## DATA FOR PROCESSING
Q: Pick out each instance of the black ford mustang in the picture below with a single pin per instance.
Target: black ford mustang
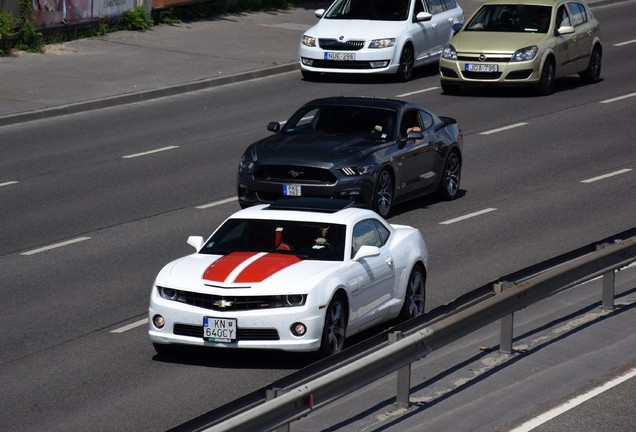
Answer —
(377, 152)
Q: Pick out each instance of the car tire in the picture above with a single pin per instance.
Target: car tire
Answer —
(546, 82)
(407, 61)
(382, 200)
(451, 177)
(592, 74)
(335, 328)
(310, 76)
(451, 89)
(415, 296)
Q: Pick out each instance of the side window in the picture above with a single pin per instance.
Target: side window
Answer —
(426, 119)
(365, 233)
(435, 6)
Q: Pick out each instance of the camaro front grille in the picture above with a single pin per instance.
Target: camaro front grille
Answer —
(335, 45)
(241, 333)
(295, 174)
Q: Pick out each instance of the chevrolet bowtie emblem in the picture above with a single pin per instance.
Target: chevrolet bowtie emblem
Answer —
(222, 303)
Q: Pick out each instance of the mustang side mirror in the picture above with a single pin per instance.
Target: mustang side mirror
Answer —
(196, 242)
(366, 251)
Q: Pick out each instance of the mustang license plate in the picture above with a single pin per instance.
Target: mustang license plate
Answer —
(219, 329)
(469, 67)
(292, 190)
(340, 56)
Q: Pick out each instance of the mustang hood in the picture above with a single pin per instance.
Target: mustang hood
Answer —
(356, 29)
(494, 42)
(314, 150)
(239, 269)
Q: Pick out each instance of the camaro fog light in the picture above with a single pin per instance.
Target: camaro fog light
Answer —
(299, 329)
(158, 321)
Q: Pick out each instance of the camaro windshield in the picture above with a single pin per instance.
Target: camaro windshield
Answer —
(366, 122)
(307, 240)
(380, 10)
(511, 18)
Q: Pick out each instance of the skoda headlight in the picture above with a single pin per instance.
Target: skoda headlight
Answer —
(525, 54)
(382, 43)
(449, 52)
(308, 40)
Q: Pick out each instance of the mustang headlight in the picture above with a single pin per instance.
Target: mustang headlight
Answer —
(525, 54)
(382, 43)
(308, 40)
(449, 52)
(353, 171)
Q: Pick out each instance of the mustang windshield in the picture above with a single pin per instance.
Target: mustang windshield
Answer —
(307, 240)
(511, 18)
(366, 122)
(380, 10)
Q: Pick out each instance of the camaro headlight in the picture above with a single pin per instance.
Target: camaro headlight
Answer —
(361, 170)
(449, 52)
(525, 54)
(382, 43)
(308, 40)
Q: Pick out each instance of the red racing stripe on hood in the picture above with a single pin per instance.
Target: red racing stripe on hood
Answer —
(220, 269)
(265, 266)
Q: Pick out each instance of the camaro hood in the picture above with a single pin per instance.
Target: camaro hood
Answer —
(494, 42)
(313, 150)
(356, 29)
(241, 270)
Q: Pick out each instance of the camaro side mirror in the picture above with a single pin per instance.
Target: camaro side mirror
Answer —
(366, 251)
(196, 242)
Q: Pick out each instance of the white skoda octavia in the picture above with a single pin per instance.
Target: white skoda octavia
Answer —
(300, 274)
(378, 36)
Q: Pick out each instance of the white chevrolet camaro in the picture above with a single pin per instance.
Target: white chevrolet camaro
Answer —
(300, 274)
(378, 36)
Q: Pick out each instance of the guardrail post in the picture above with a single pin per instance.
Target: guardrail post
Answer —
(506, 323)
(272, 393)
(609, 284)
(403, 396)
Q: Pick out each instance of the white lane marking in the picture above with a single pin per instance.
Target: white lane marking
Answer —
(501, 129)
(618, 98)
(604, 176)
(574, 402)
(216, 203)
(131, 326)
(417, 91)
(149, 152)
(468, 216)
(625, 43)
(56, 245)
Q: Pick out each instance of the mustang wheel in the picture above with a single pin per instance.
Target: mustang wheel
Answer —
(546, 84)
(415, 295)
(333, 333)
(407, 59)
(451, 177)
(592, 74)
(383, 195)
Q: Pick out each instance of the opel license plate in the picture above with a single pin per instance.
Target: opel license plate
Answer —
(219, 329)
(292, 190)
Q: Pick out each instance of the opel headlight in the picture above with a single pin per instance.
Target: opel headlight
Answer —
(382, 43)
(525, 54)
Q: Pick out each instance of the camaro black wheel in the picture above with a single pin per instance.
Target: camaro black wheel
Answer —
(415, 295)
(592, 74)
(333, 333)
(546, 84)
(451, 177)
(383, 195)
(407, 60)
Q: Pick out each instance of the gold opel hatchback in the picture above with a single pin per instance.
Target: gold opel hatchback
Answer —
(523, 42)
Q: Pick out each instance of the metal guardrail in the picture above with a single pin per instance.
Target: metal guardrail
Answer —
(283, 406)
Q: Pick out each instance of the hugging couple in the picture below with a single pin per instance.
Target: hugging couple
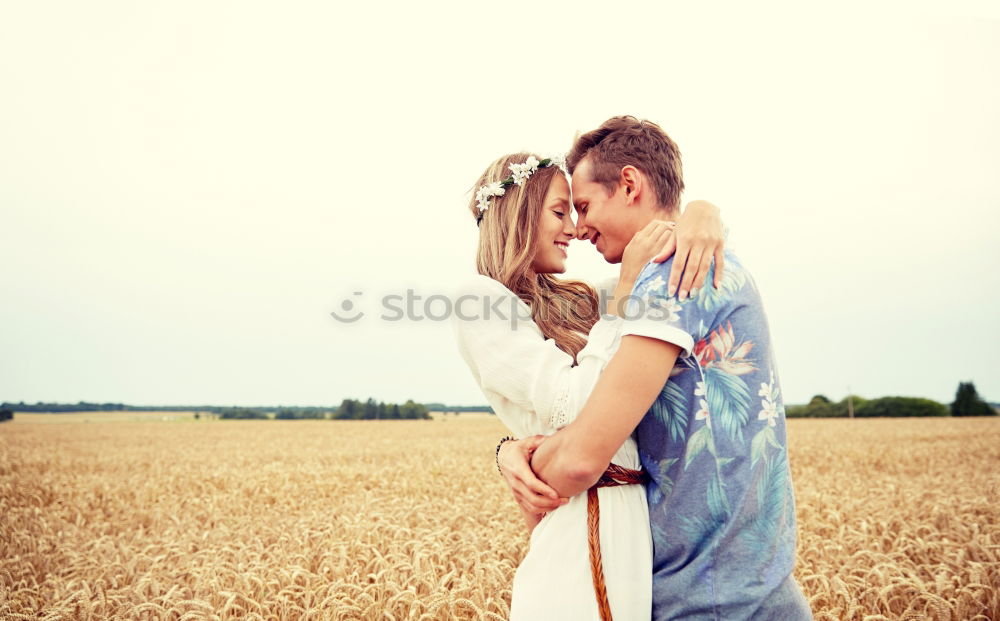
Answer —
(649, 455)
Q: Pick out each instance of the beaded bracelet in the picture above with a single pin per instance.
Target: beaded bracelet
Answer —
(502, 440)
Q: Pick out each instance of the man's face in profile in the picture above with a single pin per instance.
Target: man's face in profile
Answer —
(596, 214)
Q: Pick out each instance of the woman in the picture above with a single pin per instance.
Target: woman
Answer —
(537, 360)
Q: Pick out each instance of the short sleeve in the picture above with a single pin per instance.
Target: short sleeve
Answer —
(651, 311)
(510, 358)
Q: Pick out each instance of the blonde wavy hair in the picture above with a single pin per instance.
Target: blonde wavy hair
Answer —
(564, 310)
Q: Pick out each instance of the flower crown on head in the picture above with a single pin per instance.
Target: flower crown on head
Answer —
(519, 173)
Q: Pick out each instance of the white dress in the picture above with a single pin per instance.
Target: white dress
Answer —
(534, 389)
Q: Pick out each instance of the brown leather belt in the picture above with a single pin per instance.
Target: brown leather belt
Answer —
(613, 476)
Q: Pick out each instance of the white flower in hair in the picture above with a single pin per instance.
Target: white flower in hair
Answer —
(486, 192)
(519, 173)
(560, 161)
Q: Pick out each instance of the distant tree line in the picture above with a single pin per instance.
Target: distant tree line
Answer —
(440, 407)
(349, 409)
(967, 403)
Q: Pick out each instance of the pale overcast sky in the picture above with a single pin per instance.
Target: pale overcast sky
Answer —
(187, 189)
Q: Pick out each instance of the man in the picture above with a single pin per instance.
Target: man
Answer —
(695, 378)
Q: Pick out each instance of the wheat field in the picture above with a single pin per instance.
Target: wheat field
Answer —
(898, 519)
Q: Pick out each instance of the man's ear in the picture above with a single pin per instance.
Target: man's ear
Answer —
(632, 181)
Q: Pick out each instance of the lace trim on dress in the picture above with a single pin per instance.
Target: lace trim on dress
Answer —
(560, 414)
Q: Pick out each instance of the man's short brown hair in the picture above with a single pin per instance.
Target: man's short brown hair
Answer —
(627, 141)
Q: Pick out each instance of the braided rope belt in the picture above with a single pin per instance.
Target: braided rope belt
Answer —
(615, 475)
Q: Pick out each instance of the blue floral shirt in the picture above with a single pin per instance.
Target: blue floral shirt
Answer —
(721, 507)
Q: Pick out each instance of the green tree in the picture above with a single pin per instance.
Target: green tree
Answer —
(900, 406)
(968, 402)
(347, 410)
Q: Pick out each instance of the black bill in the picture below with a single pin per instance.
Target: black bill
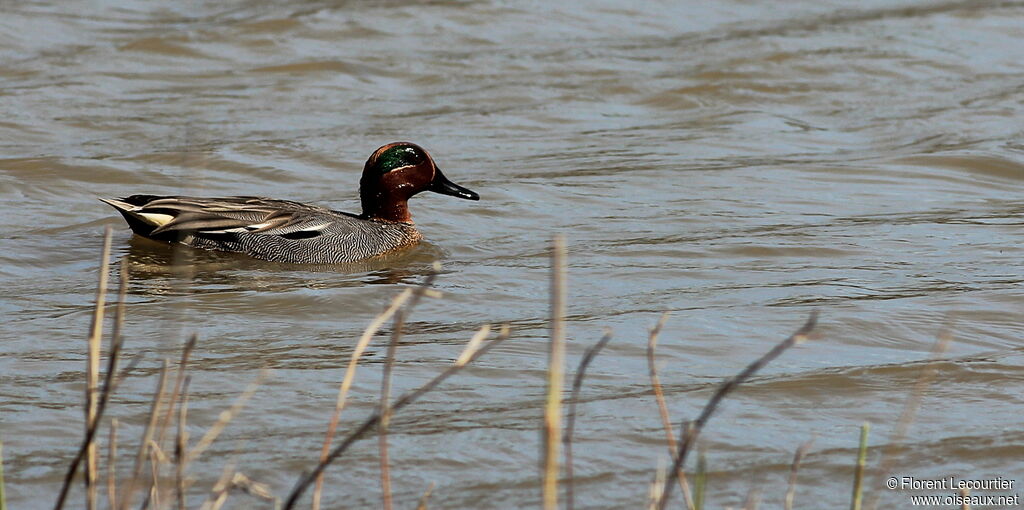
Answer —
(444, 186)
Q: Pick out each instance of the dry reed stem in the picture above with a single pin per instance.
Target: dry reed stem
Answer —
(3, 497)
(588, 356)
(110, 383)
(753, 499)
(346, 382)
(371, 422)
(798, 457)
(143, 443)
(92, 369)
(413, 297)
(224, 418)
(690, 435)
(156, 455)
(700, 477)
(858, 474)
(556, 369)
(112, 466)
(654, 490)
(399, 323)
(422, 505)
(906, 417)
(663, 409)
(181, 445)
(178, 381)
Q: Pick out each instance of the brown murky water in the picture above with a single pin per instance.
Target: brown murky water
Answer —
(737, 163)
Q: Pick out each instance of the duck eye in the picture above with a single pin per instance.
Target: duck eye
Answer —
(398, 157)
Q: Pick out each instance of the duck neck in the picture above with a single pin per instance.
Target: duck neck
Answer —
(388, 207)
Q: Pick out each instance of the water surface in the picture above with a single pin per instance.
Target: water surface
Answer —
(738, 164)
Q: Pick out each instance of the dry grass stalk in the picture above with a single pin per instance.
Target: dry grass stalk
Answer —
(422, 505)
(178, 381)
(906, 417)
(109, 384)
(473, 344)
(753, 499)
(798, 457)
(372, 421)
(220, 490)
(3, 497)
(700, 477)
(556, 360)
(224, 418)
(112, 466)
(690, 435)
(399, 323)
(144, 442)
(346, 382)
(413, 297)
(92, 370)
(181, 445)
(858, 474)
(655, 383)
(235, 480)
(654, 490)
(588, 356)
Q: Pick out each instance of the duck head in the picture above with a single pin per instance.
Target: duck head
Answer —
(394, 173)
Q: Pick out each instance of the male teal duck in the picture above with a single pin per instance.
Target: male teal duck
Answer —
(281, 230)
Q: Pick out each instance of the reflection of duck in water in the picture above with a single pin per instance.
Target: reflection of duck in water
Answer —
(289, 231)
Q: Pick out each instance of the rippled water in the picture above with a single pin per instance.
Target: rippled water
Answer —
(737, 163)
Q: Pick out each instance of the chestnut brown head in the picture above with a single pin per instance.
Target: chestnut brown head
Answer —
(394, 173)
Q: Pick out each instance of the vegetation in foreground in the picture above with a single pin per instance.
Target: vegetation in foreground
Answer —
(160, 468)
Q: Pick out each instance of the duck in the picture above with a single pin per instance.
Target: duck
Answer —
(281, 230)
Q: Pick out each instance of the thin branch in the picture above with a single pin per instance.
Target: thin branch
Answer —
(146, 437)
(556, 369)
(178, 381)
(224, 418)
(90, 433)
(372, 421)
(181, 445)
(798, 457)
(690, 435)
(92, 370)
(664, 409)
(422, 505)
(413, 297)
(346, 382)
(399, 323)
(588, 356)
(112, 466)
(906, 417)
(858, 474)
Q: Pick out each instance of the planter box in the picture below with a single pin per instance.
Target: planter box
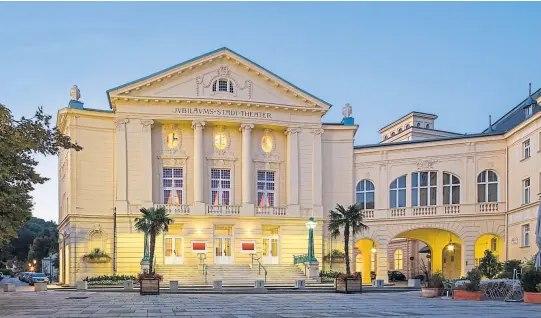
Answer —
(466, 295)
(150, 287)
(349, 285)
(430, 292)
(532, 298)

## THE TASK
What lines in the material above hold the word "tire"? Pull them out.

## EXERCISE SOLUTION
Q: Pick out each instance of the car tire in the picture above with a single pin per instance.
Target: car tire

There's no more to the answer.